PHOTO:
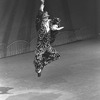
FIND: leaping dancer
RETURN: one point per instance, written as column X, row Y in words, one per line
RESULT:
column 47, row 30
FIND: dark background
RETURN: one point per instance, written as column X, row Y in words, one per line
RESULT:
column 17, row 23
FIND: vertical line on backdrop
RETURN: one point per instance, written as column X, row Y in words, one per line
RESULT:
column 26, row 23
column 9, row 25
column 66, row 11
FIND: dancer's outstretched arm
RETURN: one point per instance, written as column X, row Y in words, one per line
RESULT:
column 42, row 5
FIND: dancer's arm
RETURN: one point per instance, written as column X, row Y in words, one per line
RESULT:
column 42, row 6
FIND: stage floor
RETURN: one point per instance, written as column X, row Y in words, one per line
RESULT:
column 75, row 76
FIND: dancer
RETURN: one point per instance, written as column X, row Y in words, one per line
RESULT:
column 47, row 31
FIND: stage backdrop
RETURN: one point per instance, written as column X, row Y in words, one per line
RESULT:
column 17, row 23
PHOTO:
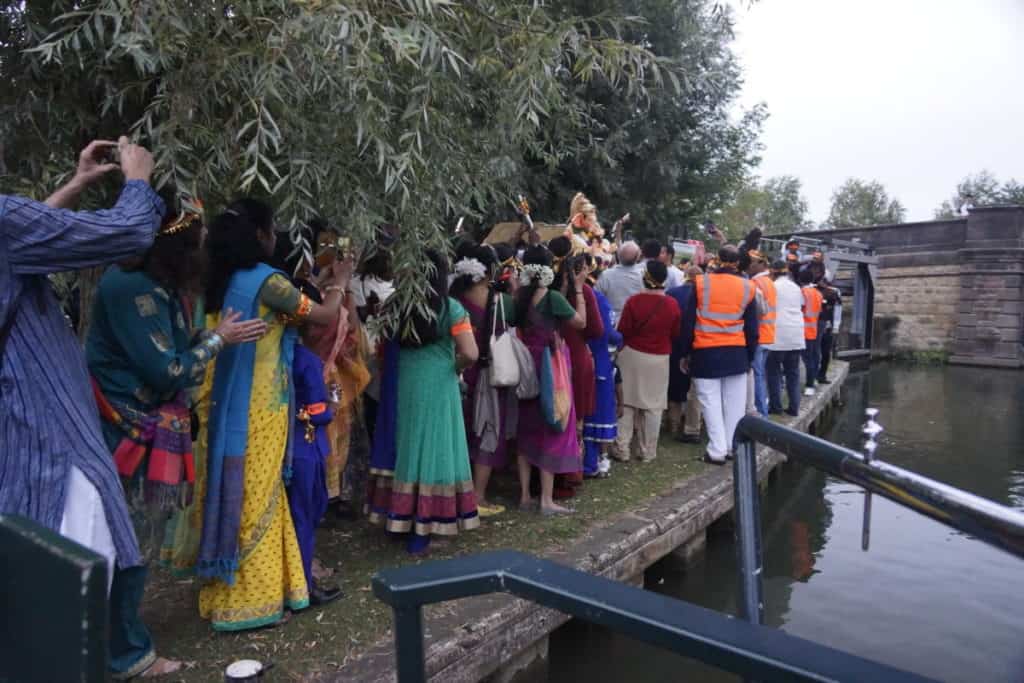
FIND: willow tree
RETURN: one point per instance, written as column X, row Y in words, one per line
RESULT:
column 365, row 112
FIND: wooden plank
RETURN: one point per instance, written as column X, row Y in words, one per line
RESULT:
column 510, row 231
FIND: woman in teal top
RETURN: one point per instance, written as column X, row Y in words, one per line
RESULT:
column 431, row 491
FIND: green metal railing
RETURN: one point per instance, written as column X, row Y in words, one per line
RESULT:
column 742, row 646
column 750, row 650
column 53, row 604
column 993, row 523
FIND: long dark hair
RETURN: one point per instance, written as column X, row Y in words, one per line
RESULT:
column 233, row 245
column 420, row 329
column 536, row 255
column 462, row 284
column 503, row 252
column 176, row 261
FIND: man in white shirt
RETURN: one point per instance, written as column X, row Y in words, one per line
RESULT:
column 785, row 352
column 653, row 251
column 621, row 282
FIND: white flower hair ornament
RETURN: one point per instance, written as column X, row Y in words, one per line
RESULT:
column 542, row 274
column 471, row 267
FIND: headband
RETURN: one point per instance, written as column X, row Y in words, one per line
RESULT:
column 471, row 267
column 183, row 221
column 650, row 283
column 537, row 273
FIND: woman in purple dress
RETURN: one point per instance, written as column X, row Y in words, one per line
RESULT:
column 540, row 312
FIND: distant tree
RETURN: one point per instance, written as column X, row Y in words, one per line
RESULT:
column 863, row 203
column 676, row 157
column 981, row 189
column 776, row 205
column 412, row 112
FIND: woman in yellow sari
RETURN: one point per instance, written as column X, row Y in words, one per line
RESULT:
column 248, row 550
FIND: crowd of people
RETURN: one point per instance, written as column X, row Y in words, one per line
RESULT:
column 231, row 397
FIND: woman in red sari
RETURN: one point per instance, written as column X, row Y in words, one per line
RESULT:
column 568, row 271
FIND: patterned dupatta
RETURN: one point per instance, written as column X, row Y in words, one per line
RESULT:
column 163, row 438
column 228, row 432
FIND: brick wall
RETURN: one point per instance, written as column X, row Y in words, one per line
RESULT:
column 953, row 286
column 916, row 308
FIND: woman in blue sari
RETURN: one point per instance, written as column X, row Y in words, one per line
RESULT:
column 143, row 358
column 601, row 428
column 248, row 550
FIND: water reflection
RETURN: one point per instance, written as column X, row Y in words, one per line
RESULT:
column 925, row 598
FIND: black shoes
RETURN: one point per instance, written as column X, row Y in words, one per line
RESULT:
column 711, row 461
column 321, row 595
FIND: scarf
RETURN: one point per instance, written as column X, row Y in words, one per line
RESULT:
column 228, row 431
column 165, row 437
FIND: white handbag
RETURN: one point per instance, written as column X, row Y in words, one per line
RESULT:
column 505, row 371
column 529, row 383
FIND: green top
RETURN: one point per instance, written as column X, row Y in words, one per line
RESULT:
column 555, row 306
column 139, row 344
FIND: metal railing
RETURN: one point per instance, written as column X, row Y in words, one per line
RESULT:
column 743, row 647
column 54, row 606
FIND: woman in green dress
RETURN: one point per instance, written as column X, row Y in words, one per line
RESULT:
column 429, row 491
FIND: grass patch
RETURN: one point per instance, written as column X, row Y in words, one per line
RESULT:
column 321, row 639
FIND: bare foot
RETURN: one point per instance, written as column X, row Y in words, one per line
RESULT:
column 321, row 572
column 162, row 667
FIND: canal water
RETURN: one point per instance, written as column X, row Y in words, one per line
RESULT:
column 924, row 598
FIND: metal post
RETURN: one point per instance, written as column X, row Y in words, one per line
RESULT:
column 409, row 644
column 871, row 429
column 748, row 507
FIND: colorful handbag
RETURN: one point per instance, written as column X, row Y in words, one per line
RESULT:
column 556, row 387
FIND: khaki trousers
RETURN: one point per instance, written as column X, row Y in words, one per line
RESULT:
column 691, row 423
column 645, row 425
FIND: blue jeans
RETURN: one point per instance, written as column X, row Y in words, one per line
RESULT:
column 812, row 359
column 783, row 364
column 760, row 380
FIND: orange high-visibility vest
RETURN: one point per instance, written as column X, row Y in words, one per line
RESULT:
column 812, row 310
column 722, row 298
column 766, row 321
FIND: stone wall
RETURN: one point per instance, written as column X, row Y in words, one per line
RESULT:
column 950, row 286
column 916, row 308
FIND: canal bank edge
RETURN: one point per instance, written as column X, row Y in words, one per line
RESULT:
column 495, row 637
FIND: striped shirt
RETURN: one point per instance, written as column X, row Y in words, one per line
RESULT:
column 48, row 419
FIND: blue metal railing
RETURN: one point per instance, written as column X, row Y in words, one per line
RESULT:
column 988, row 521
column 731, row 644
column 743, row 647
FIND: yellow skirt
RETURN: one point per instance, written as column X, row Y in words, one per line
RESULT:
column 270, row 578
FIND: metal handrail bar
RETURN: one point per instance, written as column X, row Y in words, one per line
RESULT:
column 995, row 524
column 751, row 650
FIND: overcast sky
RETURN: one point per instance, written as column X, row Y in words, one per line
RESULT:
column 914, row 93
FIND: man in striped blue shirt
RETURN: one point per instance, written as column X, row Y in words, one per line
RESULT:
column 54, row 465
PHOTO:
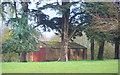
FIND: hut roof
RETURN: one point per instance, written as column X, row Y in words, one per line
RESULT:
column 71, row 45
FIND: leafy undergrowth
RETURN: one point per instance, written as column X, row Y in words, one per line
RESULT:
column 105, row 66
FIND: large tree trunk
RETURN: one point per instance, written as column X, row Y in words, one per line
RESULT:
column 116, row 49
column 92, row 49
column 101, row 50
column 23, row 57
column 25, row 15
column 64, row 38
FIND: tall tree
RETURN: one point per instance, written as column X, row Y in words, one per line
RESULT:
column 69, row 25
column 104, row 18
column 24, row 36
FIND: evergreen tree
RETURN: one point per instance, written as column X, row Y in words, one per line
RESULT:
column 69, row 25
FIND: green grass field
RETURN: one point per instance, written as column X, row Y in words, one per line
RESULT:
column 105, row 66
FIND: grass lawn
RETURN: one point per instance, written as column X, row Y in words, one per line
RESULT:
column 105, row 66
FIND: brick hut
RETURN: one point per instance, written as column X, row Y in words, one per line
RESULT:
column 50, row 51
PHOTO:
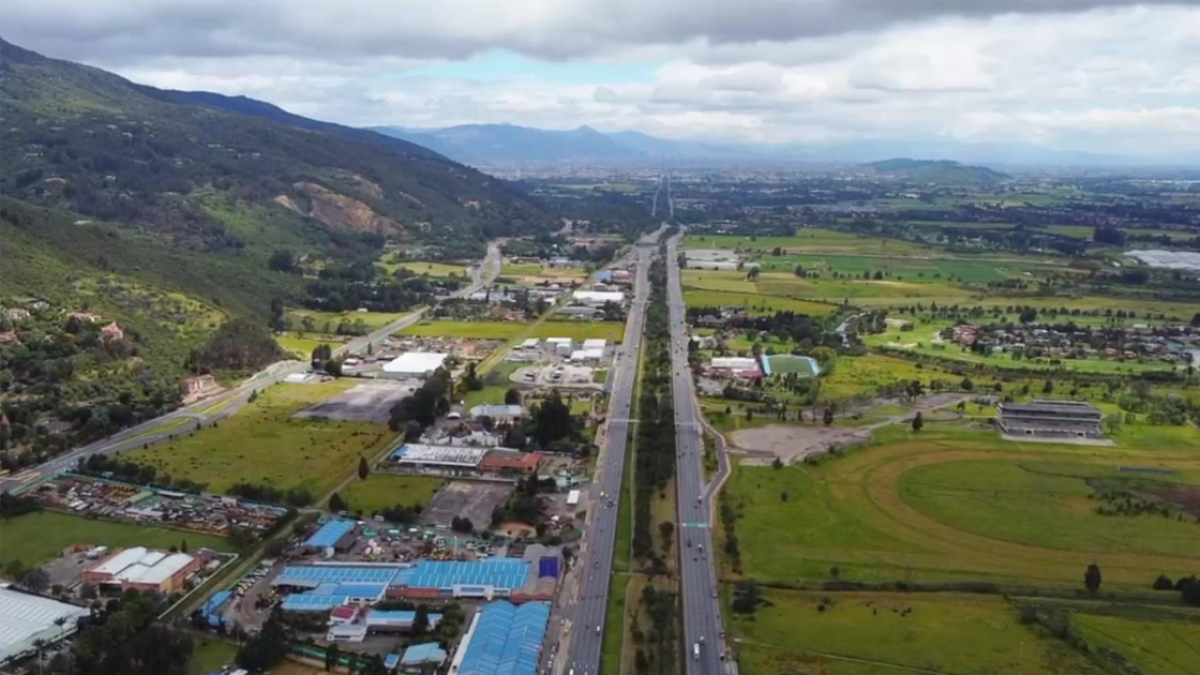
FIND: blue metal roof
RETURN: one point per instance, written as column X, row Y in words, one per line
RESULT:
column 311, row 602
column 507, row 640
column 319, row 574
column 424, row 652
column 503, row 573
column 329, row 533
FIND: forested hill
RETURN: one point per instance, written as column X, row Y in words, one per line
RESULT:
column 210, row 178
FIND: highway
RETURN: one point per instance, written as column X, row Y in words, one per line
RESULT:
column 592, row 604
column 703, row 633
column 214, row 408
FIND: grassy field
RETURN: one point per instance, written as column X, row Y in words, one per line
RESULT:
column 303, row 344
column 477, row 329
column 581, row 330
column 859, row 633
column 921, row 341
column 1157, row 647
column 955, row 505
column 387, row 490
column 319, row 320
column 39, row 537
column 264, row 443
column 209, row 656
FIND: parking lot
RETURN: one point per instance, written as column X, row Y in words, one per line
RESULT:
column 370, row 401
column 473, row 500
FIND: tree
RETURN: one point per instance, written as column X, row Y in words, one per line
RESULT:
column 333, row 655
column 336, row 503
column 1092, row 578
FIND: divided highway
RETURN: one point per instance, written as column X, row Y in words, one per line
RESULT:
column 595, row 561
column 227, row 402
column 703, row 633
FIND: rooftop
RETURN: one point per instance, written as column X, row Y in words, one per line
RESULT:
column 415, row 362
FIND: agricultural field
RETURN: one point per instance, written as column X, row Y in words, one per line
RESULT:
column 957, row 503
column 328, row 322
column 475, row 329
column 424, row 268
column 263, row 443
column 1156, row 646
column 43, row 535
column 921, row 341
column 387, row 490
column 861, row 633
column 303, row 344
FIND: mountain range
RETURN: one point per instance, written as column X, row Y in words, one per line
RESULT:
column 505, row 144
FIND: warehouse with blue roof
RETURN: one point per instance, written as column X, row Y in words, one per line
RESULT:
column 504, row 639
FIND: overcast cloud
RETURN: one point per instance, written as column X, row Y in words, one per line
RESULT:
column 1104, row 76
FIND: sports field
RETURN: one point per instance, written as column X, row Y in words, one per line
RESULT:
column 861, row 633
column 264, row 443
column 954, row 505
column 387, row 490
column 39, row 537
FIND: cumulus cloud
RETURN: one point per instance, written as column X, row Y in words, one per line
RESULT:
column 1091, row 75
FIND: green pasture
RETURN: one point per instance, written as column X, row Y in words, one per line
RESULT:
column 264, row 443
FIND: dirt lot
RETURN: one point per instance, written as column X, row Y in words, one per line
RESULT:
column 473, row 500
column 792, row 443
column 370, row 401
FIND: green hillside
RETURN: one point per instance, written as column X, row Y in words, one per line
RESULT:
column 936, row 171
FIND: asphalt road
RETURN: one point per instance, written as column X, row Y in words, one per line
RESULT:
column 705, row 638
column 588, row 620
column 225, row 404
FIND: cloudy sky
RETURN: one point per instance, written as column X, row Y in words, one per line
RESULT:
column 1105, row 76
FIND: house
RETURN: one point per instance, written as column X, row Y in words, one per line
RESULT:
column 196, row 386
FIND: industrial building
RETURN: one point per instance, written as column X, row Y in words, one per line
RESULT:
column 1050, row 419
column 414, row 365
column 453, row 458
column 503, row 639
column 598, row 297
column 143, row 569
column 28, row 621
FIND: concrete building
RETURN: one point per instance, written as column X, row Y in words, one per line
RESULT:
column 414, row 364
column 27, row 621
column 143, row 569
column 1050, row 419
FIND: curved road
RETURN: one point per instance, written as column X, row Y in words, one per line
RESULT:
column 225, row 404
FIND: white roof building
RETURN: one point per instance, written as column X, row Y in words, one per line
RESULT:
column 27, row 619
column 736, row 364
column 414, row 364
column 598, row 297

————————

**Problem to work on**: Lines with "dark": find them in the data and copy each one.

**Exercise result**:
FIND: dark background
FIND: long dark hair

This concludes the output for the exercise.